Document passage:
>> START
Showing posts with label Azure Cognitive Services. Show all posts
Showing posts with label Azure Cognitive Services. Show all posts

Tuesday, September 14, 2021

Extracting Sensitive Information from Document using Azure Text Analytics

This video explains the basics of NER (Named Entity Recognition) - PII (Personal Identifiable Information) and how it can be used to redact the sensitive/confidential information before passing it to next stage. It also includes code walk through and the Azure Text Analytics instance creation.

Tuesday, September 7, 2021

Monday, August 30, 2021

Building Custom Language Translation Model using Azure Translator Services

This video talks about what is the custom translator along with it's need. It also explains, how to create a completely customized language translator model with personalized training data and how to deploy the model in multiple Azure regions. For validating the model, C# console application was created.

Friday, August 27, 2021

Translate Document from One Language To Another - Azure Cognitive Services

In this article, I’m going to write about another interesting Azure-based service named Translator, which falls under the umbrella of Azure Cognitive Services. This service helps us to translate documents from one language to another and at the same time, it retains the formatting and the structure of the source document. So, let’s say, if any text in the source document is in italics, then the newly translated document, will also have the text in italics.

Key Features of Translator Service

Let’s have a look at a few of the key features, of the Translator service,

  • Auto-detection of the language of the source document
  • Translates large files
  • Translates multiple files in a shot
  • Preserves formatting of the source document
  • Supports custom translations
  • Supports custom glossaries
  • Supported document types – pdf, csv, html/htm, doc/docx, msg, rtf, txt, etc.
>> END
Problems to work on:
1 – In the post about translating documents with Azure, what happens to italic text from the source document after translation?
2 – Carry on the Azure document translation post from its final line.

Supplied material:
>> START
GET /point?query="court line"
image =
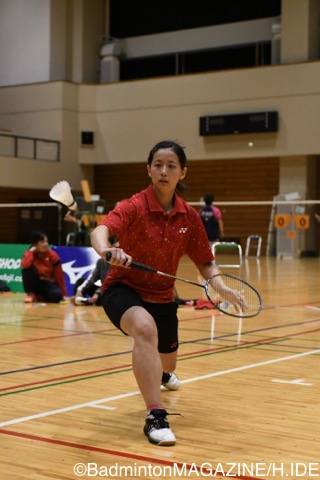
>> END
Per-task outputs:
1 – It stays in italics in the translated document.

2 –
  • Implementation can be done using C#/Python as SDKs are available. Supports REST API too.
How to Translate 

To perform this entire translation process, here are the major steps, one needs to take care of:

Step 1

The first step is to login into the Azure portal and creates an instance of the Translator service.







Clicking on Create will open up a new page, furnish all the details and click on the Review + Create button. Doing this will create an instance of a Translator service.

Step 2

Grabbing the key and the endpoint of the Translator service:















Step 3

Create an instance of Azure Storage service as we need to create two containers.

  • The first container named inputdocs - holds source documents, which need to be translated
  • The second container named translateddocs - holds target documents, which are the translated documents

Once containers are created, you could see them listed under your storage account as shown below:











Step 4

Upload all the documents which need to be translated, under inputdocs container.

Step 5

Next is to generate the SAS tokens for both source and target containers. Note that the source container must have at least Read and List permissions enabled, whereas the target container must have Write and List permissions enabled while generating SAS. Below are the steps to generate SAS token for the source document:










Similar steps need to be performed for the target container too.

Step 6

Now comes the C# code, which utilizes all the information from the above steps:

class Program {
    static readonly string route = "/batches";
    static readonly string endpoint = "<TRANSLATOR_SERVICE_ENDPOINT>/translator/text/batch/v1.0";
    static readonly string key = "<TRANSLATOR_SERVICE_KEY>";
    static readonly string json = ("" + "{\"inputs\": " + "[{\"source\": " + "{\"sourceUrl\": \"<SOURCE_SAS_TOKEN>\"," + "\"storageSource\": \"AzureBlob\"" + "}," + "\"targets\": " + "[{\"targetUrl\": \"<TARGET_SAS_TOKEN>\"," + "\"storageSource\": \"AzureBlob\"," + "\"language\": \"fr\"}]}]}");
    static async Task Main(string[] args) {
        using HttpClient client = new HttpClient();
        using HttpRequestMessage request = new HttpRequestMessage(); {
            StringContent data = new StringContent(json, Encoding.UTF8, "application/json");
            request.Method = HttpMethod.Post;
            request.RequestUri = new Uri(endpoint + route);
            request.Headers.Add("Ocp-Apim-Subscription-Key", key);
            request.Content = data;
            HttpResponseMessage response = await client.SendAsync(request);
            string result = response.Content.ReadAsStringAsync().Result;
            if (response.IsSuccessStatusCode) {
                Console.WriteLine($ "Operation successful with status code: {response.StatusCode}");
            } else Console.Write($ "Error occurred. Status code: {response.StatusCode}");
        }
    }
}

Step 7 - Sample input(English) and output document(French)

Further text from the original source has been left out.